> Фрагмент текста:
•••••
Я была в том индийском пальто, цвет его за годы потускнел от солнца. Мне казалось верным появиться именно в нем.
Это было воскресенье. Несколькими часами ранее я побывала в Иоанновском монастыре, который на Петроградке. Никогда не забуду, как вышла на набережную реки Карповки и увидела его вдалеке, как шла по набережной. Я чувствовала, что никогда прежде не была так близко к решению загадки моей жизни. У ворот было много нищих женщин, в том числе одна цыганка, за воротами - много людей. Когда я переступила порог монастыря, мне стало ясно, что я вернулась, что я нашла себя. Почти сразу мне встретилась монахиня, оказавшаяся именно тем человеком, который отвечает за приезжающих. И она услышала: "Я бы хотела пожить какое-то время при монастыре, но не говорю, что навсегда." Она тут же завела меня в кладовку и устроила настоящий допрос. Мне она сразу очень понравилась, несмотря на то, что многие вопросы начинала словами: "Светлана, скажите честно...".
В один момент она сказала: "Вот многие сейчас к Патриарху плохо относятся..." И я ответила: "Я очень, очень плохо относилась к Патриарху, но теперь я совершенно другого мнения!.." И помню, как она улыбнулась - эти слова дали мне ее доверие. Почти в самом конце разговора она сказала мне строго: "Но учтите, Светлана, что Христос для нас пример во всем". Может быть, она сказала не совсем так, но я разглядела в ее словах явный смысл, который показался мне пугающим, и я не нашла ничего лучше, кроме как опустить голову, опустить глаза, затем последовала очень большая мрачная пауза.
Затем она отвела меня на Полиелей. Всегда буду помнить того Священника, очень старого. Потом она вернулась и сказала, что у них нет свободного места, но смотрела на меня странно, и я подумала, что если начну просить, она меня оставит. Но я не стала просить, и она дала мне адрес Константино-Елененского монастыря. К вечеру я достигла цели.
Когда я зашла в ворота, монастырь показался мне необитаемым. Мне вспомнилась сказка о заколдованном замке, все обитатели которого уснули волшебным сном. Я хотела войти в Храм - двери были закрыты, вдруг я увидела женщину, которая шла медленно и устало, догнав ее, я сказала: "Мне дали ваш адрес в Иоанновском монастыре, с кем я могу поговорить?" Она с иронией ответила, не останавливаясь: "У нас мест нет." Тогда я сказала, что хочу говорить с Игуменьей, и увидела, как она испугалась, и произнесла что-то вроде: "Я вас к ним заведу, а дальше не мое дело."
•••••
> Записи данных:
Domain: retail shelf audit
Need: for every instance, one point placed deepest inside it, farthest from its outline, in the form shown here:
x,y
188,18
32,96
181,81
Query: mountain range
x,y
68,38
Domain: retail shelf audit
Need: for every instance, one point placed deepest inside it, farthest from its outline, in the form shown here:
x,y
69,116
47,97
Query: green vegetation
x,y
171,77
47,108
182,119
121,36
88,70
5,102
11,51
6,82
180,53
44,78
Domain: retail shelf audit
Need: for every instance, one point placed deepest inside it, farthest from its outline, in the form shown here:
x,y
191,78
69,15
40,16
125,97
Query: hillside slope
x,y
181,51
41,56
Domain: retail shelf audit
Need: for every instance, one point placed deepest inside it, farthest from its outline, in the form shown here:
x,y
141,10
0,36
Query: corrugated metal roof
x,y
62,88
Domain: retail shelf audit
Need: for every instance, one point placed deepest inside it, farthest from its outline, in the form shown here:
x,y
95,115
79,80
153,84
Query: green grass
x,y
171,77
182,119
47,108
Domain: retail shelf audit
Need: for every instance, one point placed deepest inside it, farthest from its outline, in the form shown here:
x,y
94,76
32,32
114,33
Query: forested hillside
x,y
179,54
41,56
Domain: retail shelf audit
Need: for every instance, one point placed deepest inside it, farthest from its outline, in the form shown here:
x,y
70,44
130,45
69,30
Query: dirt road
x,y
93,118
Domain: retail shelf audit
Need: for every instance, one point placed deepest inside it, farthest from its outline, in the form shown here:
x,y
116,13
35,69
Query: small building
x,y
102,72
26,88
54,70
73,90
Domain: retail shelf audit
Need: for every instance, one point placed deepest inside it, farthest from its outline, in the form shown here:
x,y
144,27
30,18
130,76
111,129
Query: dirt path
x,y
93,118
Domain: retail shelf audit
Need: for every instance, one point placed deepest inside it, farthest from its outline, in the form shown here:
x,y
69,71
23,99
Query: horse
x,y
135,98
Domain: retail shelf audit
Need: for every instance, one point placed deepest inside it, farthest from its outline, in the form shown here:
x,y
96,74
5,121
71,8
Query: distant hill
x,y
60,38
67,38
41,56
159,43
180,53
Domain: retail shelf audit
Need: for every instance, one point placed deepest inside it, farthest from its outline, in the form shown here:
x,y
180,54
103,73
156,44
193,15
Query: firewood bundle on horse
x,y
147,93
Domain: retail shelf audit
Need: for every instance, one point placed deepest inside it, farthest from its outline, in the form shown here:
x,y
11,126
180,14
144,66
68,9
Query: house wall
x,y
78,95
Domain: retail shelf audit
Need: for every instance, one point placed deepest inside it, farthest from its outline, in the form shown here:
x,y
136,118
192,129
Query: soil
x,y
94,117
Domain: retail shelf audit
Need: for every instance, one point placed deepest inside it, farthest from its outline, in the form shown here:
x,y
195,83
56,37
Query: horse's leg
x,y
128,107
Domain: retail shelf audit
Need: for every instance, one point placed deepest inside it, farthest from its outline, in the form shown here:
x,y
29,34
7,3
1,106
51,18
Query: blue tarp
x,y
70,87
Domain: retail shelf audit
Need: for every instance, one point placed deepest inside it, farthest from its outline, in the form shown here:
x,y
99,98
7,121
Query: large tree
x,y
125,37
•••••
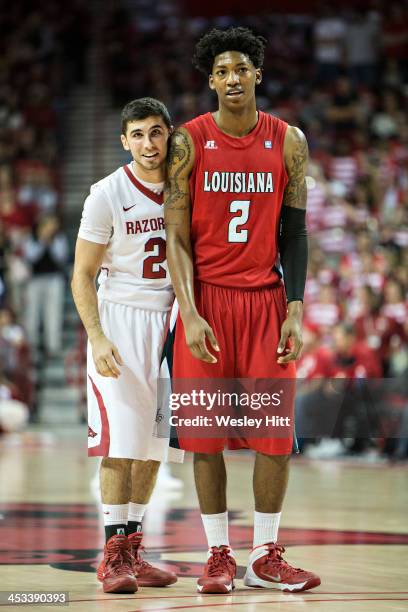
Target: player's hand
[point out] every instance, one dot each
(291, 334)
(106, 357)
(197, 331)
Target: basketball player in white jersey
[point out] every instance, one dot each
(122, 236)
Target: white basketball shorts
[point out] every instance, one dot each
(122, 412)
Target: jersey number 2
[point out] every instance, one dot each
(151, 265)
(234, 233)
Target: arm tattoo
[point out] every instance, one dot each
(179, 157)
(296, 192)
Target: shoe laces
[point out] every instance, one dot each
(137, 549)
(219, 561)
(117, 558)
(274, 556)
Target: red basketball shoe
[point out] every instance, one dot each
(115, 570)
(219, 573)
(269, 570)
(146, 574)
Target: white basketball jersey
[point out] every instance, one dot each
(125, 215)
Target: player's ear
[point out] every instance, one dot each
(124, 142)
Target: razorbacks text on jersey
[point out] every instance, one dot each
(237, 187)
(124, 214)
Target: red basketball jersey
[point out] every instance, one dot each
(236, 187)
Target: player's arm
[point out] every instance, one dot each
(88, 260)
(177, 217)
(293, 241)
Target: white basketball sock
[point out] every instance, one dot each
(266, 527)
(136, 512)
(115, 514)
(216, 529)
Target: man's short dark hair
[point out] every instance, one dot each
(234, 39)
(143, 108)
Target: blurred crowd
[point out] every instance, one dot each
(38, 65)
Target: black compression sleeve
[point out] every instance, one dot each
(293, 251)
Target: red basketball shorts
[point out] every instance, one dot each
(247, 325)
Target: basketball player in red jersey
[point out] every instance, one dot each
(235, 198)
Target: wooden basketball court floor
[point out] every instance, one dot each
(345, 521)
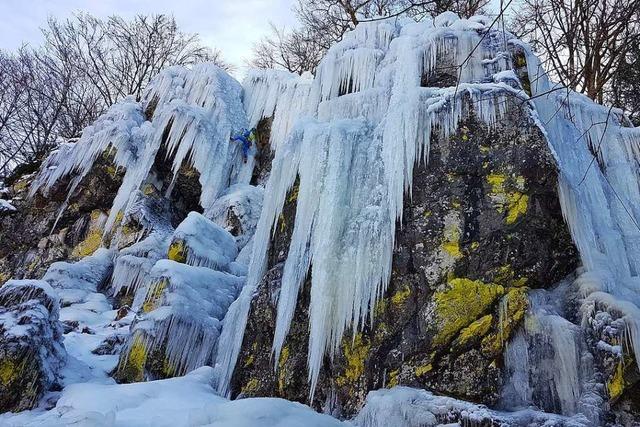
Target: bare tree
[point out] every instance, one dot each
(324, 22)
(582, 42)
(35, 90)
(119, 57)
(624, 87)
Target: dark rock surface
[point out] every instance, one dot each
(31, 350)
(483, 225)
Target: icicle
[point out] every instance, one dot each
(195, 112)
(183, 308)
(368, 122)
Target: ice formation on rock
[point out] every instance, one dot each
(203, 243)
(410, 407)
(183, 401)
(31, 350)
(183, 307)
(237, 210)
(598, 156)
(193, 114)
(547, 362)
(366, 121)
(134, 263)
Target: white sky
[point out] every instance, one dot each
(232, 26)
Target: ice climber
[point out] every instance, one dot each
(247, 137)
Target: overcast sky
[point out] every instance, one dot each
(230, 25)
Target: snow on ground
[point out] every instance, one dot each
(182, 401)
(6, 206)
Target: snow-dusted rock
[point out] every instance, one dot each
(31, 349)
•••••
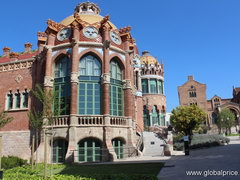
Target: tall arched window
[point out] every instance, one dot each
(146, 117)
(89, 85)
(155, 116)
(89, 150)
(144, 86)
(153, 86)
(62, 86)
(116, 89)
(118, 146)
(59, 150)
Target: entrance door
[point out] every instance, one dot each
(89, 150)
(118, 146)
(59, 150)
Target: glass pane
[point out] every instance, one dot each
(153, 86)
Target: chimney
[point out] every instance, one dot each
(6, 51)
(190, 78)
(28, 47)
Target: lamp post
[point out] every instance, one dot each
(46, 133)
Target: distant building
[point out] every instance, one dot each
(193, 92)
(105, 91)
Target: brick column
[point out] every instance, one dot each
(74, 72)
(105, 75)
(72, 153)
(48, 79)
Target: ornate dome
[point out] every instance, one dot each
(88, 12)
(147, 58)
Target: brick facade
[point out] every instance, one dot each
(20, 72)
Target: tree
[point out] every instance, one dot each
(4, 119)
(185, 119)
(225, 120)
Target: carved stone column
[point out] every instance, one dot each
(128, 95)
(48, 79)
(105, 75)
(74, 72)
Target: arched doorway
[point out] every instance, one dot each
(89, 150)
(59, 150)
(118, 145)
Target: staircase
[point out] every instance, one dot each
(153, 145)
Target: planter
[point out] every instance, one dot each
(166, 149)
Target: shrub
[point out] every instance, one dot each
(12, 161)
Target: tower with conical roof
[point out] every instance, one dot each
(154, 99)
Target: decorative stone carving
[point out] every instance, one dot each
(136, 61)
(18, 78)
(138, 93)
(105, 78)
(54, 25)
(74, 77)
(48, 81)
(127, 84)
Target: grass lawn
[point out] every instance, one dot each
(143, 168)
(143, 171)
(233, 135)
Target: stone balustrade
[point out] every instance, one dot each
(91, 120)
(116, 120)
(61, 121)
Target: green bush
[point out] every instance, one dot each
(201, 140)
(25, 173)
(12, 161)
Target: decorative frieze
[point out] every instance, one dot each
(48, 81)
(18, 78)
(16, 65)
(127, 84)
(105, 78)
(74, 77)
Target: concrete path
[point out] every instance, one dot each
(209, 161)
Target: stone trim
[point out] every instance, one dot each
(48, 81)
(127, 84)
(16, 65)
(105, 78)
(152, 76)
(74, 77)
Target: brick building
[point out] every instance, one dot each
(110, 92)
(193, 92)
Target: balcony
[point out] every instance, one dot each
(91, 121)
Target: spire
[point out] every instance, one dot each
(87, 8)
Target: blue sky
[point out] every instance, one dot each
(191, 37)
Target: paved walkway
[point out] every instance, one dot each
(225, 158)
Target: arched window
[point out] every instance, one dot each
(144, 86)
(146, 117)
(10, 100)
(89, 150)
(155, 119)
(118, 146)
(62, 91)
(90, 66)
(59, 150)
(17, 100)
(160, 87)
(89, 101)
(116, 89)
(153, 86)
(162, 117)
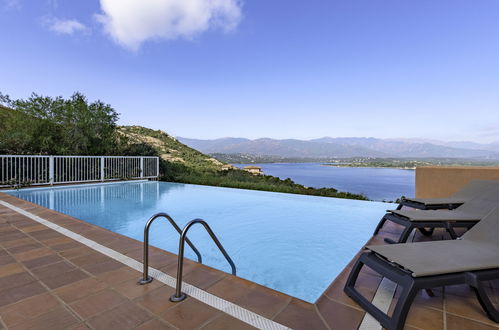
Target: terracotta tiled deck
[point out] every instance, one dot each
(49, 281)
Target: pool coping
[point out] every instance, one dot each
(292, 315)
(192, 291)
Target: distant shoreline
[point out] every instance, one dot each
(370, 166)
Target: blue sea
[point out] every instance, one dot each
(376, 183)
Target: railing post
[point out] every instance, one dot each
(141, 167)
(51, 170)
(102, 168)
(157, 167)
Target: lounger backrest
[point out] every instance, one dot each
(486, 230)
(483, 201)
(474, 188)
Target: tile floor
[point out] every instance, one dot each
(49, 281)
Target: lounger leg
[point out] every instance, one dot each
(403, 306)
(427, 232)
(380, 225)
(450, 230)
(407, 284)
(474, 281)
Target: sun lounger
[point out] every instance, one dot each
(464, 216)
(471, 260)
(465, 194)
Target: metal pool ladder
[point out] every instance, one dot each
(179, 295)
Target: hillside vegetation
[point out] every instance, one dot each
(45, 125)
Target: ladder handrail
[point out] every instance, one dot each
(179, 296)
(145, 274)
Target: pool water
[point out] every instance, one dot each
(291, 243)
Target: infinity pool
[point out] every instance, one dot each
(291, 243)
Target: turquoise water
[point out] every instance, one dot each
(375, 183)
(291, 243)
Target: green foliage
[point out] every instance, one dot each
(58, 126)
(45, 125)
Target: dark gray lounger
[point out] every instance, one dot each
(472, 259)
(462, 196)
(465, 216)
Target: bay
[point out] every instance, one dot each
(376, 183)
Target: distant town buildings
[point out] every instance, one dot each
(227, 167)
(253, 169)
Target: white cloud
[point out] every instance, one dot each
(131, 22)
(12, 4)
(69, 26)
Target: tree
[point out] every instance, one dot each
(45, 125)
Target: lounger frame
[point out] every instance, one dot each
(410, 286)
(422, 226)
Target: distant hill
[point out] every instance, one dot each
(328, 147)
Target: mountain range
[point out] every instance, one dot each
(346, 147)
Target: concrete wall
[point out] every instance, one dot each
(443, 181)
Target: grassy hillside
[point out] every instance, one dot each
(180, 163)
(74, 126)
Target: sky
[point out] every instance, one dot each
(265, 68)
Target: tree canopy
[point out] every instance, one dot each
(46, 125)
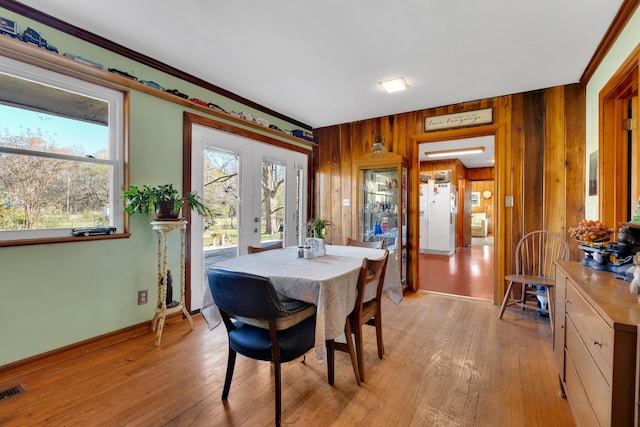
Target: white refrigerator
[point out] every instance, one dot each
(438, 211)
•••••
> Задания:
[A] Изложите фрагмент о посещении монастырей в двух предложениях.
[B] Продолжите фрагмент о посещении монастырей, начав сразу после его последнего предложения.
Записи для работы не понадобятся.

> Ответы:
[A] В воскресенье рассказчица пришла в Иоанновский монастырь на Петроградке, где монахиня, отвечающая за приезжающих, устроила ей подробный допрос, а потом сказала, что свободного места нет, и дала адрес Константино-Елененского монастыря. К вечеру рассказчица добралась туда, монастырь показался ей необитаемым, и встреченная женщина ответила, что мест нет, но после просьбы о разговоре с Игуменьей согласилась отвести ее к ним.

[B]
Вместе с ней я прошла на территорию монастырского корпуса, отгороженную высоким деревянным забором, а затем в здание монастыря и осталась одна в холле, где не горел свет. Через минуту появилась женщина в монашеской одежде. Пухлое лицо, голубые глаза, очки, лет около тридцати пяти. Она развеселилась, увидев меня. Так я встретила своего будущего врага. Она задала мне несколько вопросов, взяла паспорт и сказала, что сейчас пойдет Игуменья и я должна "поцеловать крестик". В ту же секунду я почувствовала чьи-то тихие шаги, обернулась и увидела Игуменью Илариону.
Она протянула мне Крест. Я Крест руками схватила. И я сказала: "Я никогда не была на Исповеди, а на Причастии только в детстве. Я хочу узнать традиции нашей Церкви." И она ответила: "Да, традиции нашей веры..." И вслед за ней я прошла в трапезную. Меня охватила такая печаль, что слезы хлынули из глаз, когда я села за стол, я почти не могла есть, и видела, как женщины испугались меня. Той, которая говорила, что мест нет, за столом не было.
III.
It's a long way back
And I'm begging you please
To come home now
Come home now
Well, I heard you been out
Looking for something to love
Nick Cave
И часто я вспоминаю тот момент, когда, сразу после Причастия, я села на скамеечку и долго плакала - и люди вокруг меня были так взволнованы (все это происходило в крошечном Храме Николая Чудотворца, который я так часто называла часовней в этом блоге), и монахини, и Игуменья, и Игумен с белоснежной бородой, - все они видели и чувствовали, что являются свидетелями важнейшего события моей жизни.
Несколько месяцев спустя я купила билет до Новокузнецка, и главной целью путешествия являлся Собор, где меня крестили. Я чувствовала потребность разыскать его, я была уверена в том, что вспомню нечто очень важное.
Всю жизнь я хранила эти воспоминания: холодный серый день, голодное утро, красивое платье, и как больно Священник ножницами отрезал мне локон у виска, и как внезапно спросил, отказываюсь ли я от Дьявола, и первое Причастие.
И я пришла в тот Храм, очень древний, расположенный на берегу широкой реки, у подножия высокой горы, на вершине которой - крепость, в стороне от городских построек. Был вечер. Двор завален снегом, и ограда в снегу, и деревья. И я нашла те древние иконы в тяжелых резных рамах, и ту скамейку, где любила сидеть в детстве, наблюдать за людьми и их отсутствием. В последний день моего пребывания в городе, я пришла в Храм на Праздник Николая Чудотворца и услышала то, ради чего проехала пол России: старухи пели Символ Веры.
И я вспомнила все, я вспомнила самое главное: в детстве я знала каждое слово. Я вспомнила то чувство, с которым я слушала, как они поют. Здесь, в Питере, этого нет. Здесь во время пения Символа Веры мне хочется закричать: "Как вы смеете произносить это?! Как вы осмеливаетесь заявлять, что верите, когда ваши голоса звучат так ужасно, так невыносимо!.."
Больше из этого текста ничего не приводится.